> Brief:
Return every line below that contains the string "passenger". Case counts.

> Dataset records:
= = =

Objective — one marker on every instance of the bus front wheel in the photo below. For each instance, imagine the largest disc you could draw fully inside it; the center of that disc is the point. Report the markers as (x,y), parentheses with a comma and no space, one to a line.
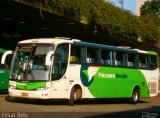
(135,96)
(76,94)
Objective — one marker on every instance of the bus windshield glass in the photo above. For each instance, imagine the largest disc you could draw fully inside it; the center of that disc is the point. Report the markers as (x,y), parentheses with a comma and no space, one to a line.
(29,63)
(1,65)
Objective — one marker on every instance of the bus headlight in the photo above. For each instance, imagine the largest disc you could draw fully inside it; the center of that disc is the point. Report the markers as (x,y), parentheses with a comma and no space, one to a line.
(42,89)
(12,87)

= = =

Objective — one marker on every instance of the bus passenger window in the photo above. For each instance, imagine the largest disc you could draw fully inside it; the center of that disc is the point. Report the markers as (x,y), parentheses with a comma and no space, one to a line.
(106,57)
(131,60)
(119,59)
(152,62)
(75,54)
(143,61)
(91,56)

= = =

> Answer below:
Objective — one marker on every instance of the bus passenger window in the photo above. For each instance, imagine the largest disc you could draw fully inside it; the center of that disc is the point. Report the markers as (x,y), parentheses with a comma and no space, one to a line.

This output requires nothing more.